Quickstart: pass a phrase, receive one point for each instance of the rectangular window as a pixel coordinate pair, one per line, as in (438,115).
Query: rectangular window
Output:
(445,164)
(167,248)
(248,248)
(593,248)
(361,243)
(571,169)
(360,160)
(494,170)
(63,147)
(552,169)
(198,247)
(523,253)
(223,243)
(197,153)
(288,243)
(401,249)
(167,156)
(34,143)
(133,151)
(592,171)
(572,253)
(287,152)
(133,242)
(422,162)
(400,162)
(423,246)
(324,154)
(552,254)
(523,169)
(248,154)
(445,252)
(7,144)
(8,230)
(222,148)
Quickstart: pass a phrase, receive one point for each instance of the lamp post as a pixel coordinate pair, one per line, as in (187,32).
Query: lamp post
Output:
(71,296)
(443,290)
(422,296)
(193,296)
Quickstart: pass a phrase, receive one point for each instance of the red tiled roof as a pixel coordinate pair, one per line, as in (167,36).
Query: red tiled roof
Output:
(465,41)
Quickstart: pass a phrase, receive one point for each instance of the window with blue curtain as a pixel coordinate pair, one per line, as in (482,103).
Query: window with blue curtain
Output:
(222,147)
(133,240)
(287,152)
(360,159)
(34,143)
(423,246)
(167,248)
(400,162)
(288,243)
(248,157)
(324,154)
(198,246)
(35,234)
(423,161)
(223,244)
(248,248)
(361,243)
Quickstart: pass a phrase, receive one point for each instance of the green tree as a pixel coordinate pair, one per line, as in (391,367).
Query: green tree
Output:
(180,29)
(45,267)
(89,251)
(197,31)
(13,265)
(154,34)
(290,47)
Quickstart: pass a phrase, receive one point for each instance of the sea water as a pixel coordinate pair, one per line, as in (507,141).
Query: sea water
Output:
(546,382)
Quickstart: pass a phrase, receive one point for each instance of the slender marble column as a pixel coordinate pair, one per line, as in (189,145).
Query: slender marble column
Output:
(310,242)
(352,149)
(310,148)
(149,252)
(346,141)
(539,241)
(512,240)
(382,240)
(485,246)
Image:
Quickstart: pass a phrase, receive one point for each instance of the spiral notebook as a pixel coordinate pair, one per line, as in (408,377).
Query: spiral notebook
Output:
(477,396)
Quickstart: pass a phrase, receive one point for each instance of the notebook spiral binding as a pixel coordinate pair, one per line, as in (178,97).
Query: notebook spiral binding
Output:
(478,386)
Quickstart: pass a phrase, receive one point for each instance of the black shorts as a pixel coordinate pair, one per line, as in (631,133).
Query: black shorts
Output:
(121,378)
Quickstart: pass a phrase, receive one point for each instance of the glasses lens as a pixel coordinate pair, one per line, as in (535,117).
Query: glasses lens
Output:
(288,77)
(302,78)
_ _ _ _
Find "black" in the data above. Report each line where it appears.

Quickstart: pass a phrase, receive one point for each instance of the black shorts as a pixel coordinate pair, one per line, as in (631,133).
Query: black shorts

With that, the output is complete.